# START OF Source material

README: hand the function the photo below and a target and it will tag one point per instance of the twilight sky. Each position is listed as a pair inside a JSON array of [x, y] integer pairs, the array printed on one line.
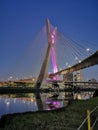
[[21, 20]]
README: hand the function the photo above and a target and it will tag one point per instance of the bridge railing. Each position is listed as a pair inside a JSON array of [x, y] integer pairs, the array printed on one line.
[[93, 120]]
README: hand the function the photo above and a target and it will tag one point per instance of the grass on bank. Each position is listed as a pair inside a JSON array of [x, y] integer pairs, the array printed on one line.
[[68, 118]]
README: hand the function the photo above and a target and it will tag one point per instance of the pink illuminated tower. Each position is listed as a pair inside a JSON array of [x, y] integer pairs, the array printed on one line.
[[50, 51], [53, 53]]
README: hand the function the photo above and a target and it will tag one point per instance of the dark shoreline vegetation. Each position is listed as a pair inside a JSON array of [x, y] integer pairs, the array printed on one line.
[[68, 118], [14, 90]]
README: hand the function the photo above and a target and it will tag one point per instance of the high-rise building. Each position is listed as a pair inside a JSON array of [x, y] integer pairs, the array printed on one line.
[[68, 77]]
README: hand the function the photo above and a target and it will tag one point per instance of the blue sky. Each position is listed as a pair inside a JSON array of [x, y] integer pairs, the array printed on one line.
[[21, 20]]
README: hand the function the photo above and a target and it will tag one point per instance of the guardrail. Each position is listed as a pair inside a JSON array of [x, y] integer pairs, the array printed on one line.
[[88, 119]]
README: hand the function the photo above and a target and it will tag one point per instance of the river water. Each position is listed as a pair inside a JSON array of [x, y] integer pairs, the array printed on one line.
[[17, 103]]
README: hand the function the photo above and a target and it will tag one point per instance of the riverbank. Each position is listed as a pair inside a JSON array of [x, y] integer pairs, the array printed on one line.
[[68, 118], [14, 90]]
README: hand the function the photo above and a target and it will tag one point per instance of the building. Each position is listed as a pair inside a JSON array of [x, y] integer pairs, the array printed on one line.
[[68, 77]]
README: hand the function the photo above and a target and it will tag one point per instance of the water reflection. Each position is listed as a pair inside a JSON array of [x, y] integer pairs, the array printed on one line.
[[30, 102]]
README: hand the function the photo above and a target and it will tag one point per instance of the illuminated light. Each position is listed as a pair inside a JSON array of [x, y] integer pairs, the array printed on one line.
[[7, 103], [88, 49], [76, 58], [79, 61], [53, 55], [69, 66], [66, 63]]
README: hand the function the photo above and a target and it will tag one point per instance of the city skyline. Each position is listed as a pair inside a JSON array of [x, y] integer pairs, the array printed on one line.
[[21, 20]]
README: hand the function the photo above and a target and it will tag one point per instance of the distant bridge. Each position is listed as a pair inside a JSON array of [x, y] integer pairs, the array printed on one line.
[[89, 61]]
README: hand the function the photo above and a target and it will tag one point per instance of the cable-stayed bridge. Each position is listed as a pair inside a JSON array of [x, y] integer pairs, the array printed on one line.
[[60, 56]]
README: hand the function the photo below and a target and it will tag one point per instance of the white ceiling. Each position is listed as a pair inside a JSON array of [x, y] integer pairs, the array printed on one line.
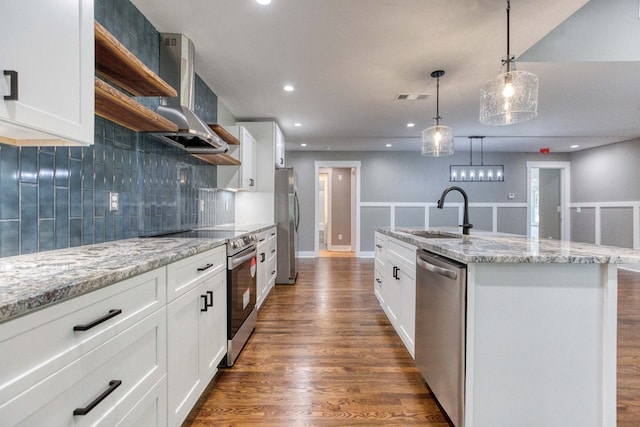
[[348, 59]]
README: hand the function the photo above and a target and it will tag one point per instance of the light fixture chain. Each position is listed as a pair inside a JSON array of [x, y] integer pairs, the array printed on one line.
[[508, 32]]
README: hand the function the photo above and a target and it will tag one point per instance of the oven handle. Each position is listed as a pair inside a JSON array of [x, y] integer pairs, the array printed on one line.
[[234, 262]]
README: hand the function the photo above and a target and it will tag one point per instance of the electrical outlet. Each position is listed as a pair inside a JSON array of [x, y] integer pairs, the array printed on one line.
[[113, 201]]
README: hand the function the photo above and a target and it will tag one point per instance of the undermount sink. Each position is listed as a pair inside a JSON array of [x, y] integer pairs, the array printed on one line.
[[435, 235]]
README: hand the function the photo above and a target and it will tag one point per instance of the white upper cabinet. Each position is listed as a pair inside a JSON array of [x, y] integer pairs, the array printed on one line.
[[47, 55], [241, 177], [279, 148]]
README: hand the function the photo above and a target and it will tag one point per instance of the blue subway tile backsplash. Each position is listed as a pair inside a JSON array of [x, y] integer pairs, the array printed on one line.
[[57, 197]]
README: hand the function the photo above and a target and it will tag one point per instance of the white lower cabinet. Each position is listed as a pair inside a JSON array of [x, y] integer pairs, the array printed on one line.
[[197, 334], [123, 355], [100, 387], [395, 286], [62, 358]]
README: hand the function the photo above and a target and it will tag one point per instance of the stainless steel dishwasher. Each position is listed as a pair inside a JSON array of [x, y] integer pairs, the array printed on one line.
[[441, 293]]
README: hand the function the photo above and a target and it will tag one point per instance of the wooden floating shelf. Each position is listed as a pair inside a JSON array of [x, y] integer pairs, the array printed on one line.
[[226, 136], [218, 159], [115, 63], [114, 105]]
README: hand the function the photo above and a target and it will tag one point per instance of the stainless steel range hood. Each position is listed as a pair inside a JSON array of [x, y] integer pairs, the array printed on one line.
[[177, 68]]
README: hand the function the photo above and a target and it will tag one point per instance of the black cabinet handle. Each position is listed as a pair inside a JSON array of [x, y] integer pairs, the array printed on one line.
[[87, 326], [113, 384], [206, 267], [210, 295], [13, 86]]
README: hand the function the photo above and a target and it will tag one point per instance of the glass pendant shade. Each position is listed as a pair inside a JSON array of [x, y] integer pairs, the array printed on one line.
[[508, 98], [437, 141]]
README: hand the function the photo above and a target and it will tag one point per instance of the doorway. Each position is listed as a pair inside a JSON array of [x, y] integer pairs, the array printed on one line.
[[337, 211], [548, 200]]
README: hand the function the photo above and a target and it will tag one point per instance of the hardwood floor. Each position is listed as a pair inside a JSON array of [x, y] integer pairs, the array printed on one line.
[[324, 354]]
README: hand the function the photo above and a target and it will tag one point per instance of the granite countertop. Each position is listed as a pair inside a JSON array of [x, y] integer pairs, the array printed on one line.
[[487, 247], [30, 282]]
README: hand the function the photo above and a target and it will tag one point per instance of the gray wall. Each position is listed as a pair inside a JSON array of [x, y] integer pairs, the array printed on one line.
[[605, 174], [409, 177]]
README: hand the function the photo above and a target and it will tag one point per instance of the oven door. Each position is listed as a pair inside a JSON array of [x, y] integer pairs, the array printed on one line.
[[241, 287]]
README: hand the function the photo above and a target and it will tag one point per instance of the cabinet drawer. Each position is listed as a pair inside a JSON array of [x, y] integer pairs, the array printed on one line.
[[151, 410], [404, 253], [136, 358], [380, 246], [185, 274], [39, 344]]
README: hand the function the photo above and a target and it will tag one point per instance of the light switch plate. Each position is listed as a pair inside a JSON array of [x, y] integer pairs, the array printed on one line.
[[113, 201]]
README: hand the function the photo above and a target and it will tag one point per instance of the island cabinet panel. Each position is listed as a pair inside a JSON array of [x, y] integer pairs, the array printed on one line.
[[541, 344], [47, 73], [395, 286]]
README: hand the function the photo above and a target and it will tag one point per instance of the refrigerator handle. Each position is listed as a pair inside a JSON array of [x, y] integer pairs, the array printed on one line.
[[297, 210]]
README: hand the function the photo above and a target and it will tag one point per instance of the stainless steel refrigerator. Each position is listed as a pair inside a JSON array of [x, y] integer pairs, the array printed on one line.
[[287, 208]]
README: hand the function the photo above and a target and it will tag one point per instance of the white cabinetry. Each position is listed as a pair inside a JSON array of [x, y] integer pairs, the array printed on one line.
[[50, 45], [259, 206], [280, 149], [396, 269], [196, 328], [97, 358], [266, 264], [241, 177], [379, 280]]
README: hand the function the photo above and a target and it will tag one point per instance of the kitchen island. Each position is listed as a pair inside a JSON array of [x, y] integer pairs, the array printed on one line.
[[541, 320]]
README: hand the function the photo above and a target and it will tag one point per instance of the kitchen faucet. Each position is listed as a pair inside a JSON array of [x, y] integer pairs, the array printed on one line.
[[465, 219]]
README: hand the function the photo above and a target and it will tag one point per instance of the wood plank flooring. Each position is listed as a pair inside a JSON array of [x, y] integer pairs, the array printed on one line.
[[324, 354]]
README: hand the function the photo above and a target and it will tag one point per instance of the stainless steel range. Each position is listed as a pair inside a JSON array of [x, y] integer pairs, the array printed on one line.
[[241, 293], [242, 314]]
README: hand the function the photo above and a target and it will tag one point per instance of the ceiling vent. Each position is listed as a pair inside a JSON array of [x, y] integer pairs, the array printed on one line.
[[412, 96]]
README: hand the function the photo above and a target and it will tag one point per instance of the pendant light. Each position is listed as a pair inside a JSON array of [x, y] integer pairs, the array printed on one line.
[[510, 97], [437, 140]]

# END OF Source material
# START OF Source material

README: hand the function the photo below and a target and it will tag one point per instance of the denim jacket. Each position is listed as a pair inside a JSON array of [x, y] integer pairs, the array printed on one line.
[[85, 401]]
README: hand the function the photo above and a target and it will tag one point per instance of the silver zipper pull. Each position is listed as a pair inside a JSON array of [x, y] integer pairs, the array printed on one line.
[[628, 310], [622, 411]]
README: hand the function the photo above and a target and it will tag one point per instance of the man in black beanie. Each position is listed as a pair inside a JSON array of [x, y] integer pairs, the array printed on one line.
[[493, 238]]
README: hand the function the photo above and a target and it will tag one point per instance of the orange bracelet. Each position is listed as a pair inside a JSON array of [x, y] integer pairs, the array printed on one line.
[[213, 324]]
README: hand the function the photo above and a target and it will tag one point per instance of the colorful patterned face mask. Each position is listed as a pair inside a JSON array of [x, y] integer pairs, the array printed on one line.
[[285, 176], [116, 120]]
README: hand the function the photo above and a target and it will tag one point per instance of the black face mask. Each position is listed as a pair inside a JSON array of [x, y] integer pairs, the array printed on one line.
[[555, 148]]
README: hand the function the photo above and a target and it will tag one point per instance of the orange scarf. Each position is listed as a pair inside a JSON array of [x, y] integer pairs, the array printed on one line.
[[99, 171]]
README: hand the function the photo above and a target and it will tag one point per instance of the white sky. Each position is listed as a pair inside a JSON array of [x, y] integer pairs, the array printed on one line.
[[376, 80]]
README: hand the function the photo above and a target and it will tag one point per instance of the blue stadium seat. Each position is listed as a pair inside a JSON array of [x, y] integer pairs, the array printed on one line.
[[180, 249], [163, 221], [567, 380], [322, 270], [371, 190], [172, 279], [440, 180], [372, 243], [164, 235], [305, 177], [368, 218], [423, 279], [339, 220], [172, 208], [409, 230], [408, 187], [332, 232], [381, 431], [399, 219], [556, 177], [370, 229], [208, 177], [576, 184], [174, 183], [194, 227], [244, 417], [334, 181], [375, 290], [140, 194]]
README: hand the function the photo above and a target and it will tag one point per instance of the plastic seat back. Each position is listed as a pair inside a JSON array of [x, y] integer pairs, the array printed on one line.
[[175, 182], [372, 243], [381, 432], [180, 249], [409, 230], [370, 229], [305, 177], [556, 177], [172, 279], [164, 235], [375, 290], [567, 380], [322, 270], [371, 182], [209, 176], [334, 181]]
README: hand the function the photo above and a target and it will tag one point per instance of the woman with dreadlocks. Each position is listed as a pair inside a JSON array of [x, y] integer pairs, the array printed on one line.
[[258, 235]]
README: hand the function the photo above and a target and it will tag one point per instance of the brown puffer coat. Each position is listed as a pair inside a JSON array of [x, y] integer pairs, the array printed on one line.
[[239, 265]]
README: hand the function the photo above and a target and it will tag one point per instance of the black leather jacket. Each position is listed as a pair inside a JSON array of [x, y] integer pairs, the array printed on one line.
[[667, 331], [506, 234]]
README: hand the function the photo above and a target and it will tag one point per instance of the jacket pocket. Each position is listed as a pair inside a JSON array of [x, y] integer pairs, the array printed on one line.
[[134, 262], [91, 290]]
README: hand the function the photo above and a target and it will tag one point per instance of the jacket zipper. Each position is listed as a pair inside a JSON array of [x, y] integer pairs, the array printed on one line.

# END OF Source material

Can you repeat the stretch of the listing from the line that contains "of the twilight" through the line that contains "[[93, 120]]", leaving the pictures out of your answer?

● Correct result:
README: hand the function the photo below and a target and it will tag one point per instance of the twilight sky. Each position is listed as a pair inside a JSON array of [x, y] integer pairs, the array printed on one line.
[[21, 20]]
README: hand the function the photo above and a target and it will tag one point per instance of the bridge railing. Each position is listed as a pair inside a JSON array of [x, y] integer pairs, the array printed on one line.
[[93, 120]]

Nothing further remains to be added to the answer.